===== EXTRACTED RECORDS
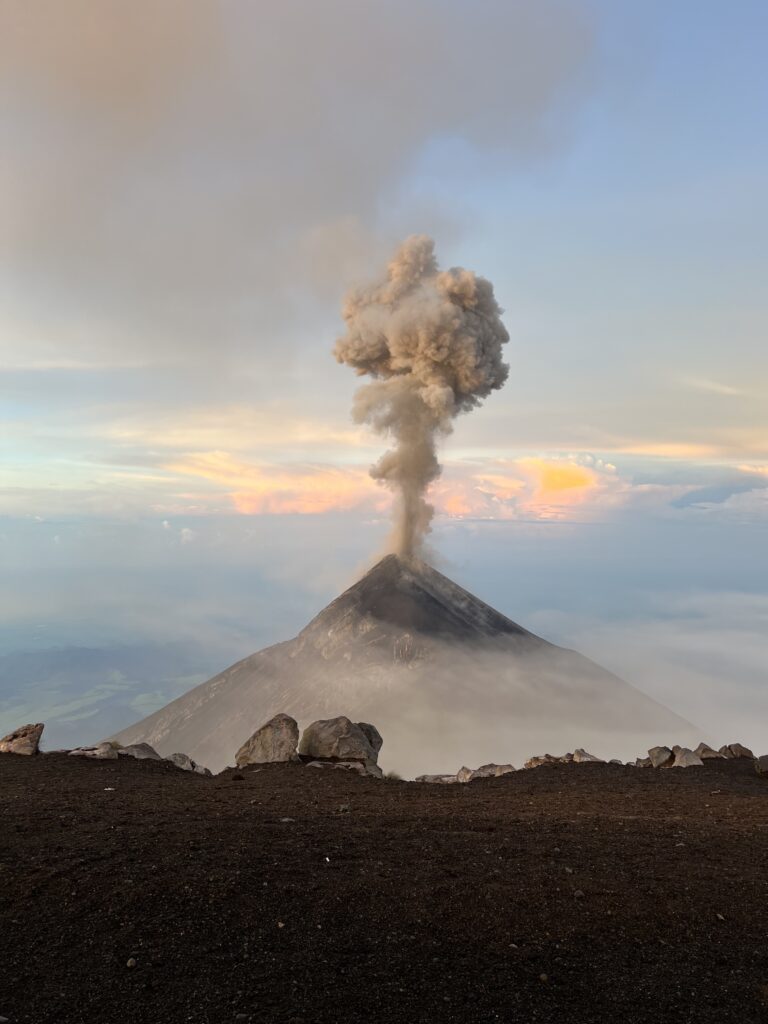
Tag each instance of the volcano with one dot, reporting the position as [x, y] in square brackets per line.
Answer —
[446, 680]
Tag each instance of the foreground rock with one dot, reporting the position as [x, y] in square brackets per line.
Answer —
[736, 751]
[274, 741]
[185, 763]
[685, 758]
[660, 757]
[141, 752]
[544, 759]
[356, 766]
[708, 753]
[484, 771]
[341, 739]
[25, 739]
[101, 752]
[582, 757]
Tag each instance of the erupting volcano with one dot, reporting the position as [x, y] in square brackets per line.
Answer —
[445, 678]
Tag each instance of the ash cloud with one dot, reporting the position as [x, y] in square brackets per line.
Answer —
[184, 174]
[432, 342]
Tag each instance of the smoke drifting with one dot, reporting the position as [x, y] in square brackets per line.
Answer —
[432, 342]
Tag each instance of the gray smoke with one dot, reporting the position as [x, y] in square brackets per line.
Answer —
[432, 341]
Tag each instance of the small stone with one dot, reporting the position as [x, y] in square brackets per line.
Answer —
[581, 756]
[660, 757]
[685, 758]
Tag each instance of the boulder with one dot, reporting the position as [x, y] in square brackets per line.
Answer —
[101, 752]
[358, 767]
[340, 739]
[708, 753]
[737, 751]
[484, 771]
[185, 763]
[25, 739]
[660, 757]
[274, 741]
[581, 756]
[543, 759]
[685, 758]
[141, 752]
[493, 771]
[373, 735]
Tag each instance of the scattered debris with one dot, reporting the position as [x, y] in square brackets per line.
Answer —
[140, 752]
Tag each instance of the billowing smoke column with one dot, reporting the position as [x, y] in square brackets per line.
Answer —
[432, 341]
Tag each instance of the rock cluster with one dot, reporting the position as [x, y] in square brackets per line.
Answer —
[468, 774]
[580, 756]
[333, 742]
[25, 739]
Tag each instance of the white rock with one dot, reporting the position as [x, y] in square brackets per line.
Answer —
[340, 738]
[736, 751]
[141, 752]
[184, 762]
[708, 753]
[685, 758]
[25, 739]
[274, 741]
[660, 757]
[101, 752]
[581, 756]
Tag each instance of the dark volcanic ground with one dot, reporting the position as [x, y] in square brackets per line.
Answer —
[568, 894]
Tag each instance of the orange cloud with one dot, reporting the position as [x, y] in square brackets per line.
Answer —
[539, 487]
[558, 482]
[263, 489]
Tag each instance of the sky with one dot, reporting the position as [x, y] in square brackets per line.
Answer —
[188, 190]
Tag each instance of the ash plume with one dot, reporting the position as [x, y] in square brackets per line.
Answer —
[431, 340]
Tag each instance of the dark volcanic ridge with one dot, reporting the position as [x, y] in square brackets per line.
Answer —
[445, 678]
[132, 891]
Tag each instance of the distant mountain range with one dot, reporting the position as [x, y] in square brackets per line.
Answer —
[445, 679]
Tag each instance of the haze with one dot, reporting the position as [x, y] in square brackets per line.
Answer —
[190, 189]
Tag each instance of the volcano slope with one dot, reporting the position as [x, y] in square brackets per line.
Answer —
[569, 893]
[445, 679]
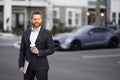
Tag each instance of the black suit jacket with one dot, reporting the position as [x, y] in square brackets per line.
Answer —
[44, 43]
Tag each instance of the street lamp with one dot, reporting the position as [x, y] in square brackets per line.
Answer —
[105, 13]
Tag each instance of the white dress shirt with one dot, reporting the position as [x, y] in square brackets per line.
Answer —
[33, 36]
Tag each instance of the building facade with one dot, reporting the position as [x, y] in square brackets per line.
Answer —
[16, 13]
[74, 13]
[115, 11]
[71, 13]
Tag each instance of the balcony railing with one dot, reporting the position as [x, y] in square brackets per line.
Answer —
[29, 0]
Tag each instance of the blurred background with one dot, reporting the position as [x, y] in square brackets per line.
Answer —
[64, 16]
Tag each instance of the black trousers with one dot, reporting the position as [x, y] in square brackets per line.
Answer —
[39, 74]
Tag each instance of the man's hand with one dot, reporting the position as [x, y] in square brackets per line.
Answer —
[21, 69]
[34, 50]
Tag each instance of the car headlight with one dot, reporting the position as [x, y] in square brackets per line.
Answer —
[67, 41]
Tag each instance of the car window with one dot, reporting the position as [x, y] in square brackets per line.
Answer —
[99, 30]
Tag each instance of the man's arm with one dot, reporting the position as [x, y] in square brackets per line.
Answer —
[22, 52]
[50, 46]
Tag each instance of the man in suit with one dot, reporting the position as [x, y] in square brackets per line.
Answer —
[36, 45]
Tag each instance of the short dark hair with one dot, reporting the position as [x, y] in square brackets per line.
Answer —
[36, 12]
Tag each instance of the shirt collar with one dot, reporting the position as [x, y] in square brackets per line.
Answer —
[37, 29]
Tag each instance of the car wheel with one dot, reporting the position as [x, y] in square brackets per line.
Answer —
[113, 43]
[75, 45]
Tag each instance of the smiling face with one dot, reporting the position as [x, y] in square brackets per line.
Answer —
[36, 20]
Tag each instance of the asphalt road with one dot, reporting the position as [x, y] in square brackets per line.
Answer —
[95, 64]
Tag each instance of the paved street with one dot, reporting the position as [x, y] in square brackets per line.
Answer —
[89, 64]
[99, 64]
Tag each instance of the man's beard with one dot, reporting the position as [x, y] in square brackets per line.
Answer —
[36, 25]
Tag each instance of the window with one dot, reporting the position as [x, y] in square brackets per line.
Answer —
[56, 13]
[114, 17]
[119, 18]
[73, 17]
[77, 18]
[70, 18]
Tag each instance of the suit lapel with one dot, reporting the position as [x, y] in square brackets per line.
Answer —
[28, 35]
[39, 35]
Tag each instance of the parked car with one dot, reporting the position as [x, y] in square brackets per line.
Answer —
[85, 37]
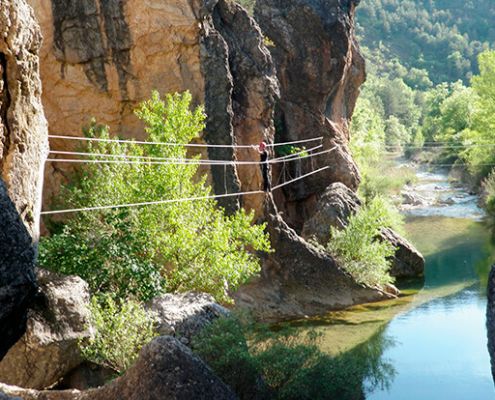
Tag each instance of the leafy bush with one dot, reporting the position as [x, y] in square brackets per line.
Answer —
[358, 247]
[120, 330]
[144, 251]
[259, 363]
[247, 4]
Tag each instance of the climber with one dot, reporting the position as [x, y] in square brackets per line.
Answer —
[265, 167]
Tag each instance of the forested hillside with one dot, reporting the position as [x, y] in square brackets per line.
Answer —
[443, 37]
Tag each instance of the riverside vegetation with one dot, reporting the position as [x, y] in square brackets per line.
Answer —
[130, 255]
[437, 112]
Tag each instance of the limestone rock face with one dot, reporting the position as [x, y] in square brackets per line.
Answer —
[240, 96]
[102, 58]
[407, 261]
[23, 148]
[165, 369]
[337, 203]
[185, 315]
[300, 280]
[320, 71]
[334, 209]
[49, 348]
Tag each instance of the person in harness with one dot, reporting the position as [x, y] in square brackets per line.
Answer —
[265, 167]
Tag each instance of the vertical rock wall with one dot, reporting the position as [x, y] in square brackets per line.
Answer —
==========
Take the line in which "Tag each instance of the climber" occurs and each subsequent line through the end; give these lines again without alteration.

Tag each instance of the climber with one dot, reporting the position as [x, y] in square brackets per line.
Answer —
[265, 167]
Tag each instance of the forested hillside with one dot, reporting the position as [x, y] in square brackets per line.
Answer —
[443, 37]
Tag each instance of the riverside vegetation with one dot, reporting the position as [x, y] in square brackets per line.
Answer —
[130, 255]
[437, 112]
Tag each instance of the limestone rock face with one dot, reporting the position as [x, y] in square brackets per line.
Answer —
[240, 96]
[102, 58]
[407, 261]
[23, 148]
[165, 369]
[337, 203]
[185, 315]
[300, 280]
[320, 71]
[334, 209]
[49, 348]
Tag each instance of the person in harness with one dot, reporting the position as [x, y] in square brackets per line.
Answer —
[265, 167]
Tag each instance of the vertical rock wall with one dot, reporting the position as [x, y] in square brackets per line.
Answer —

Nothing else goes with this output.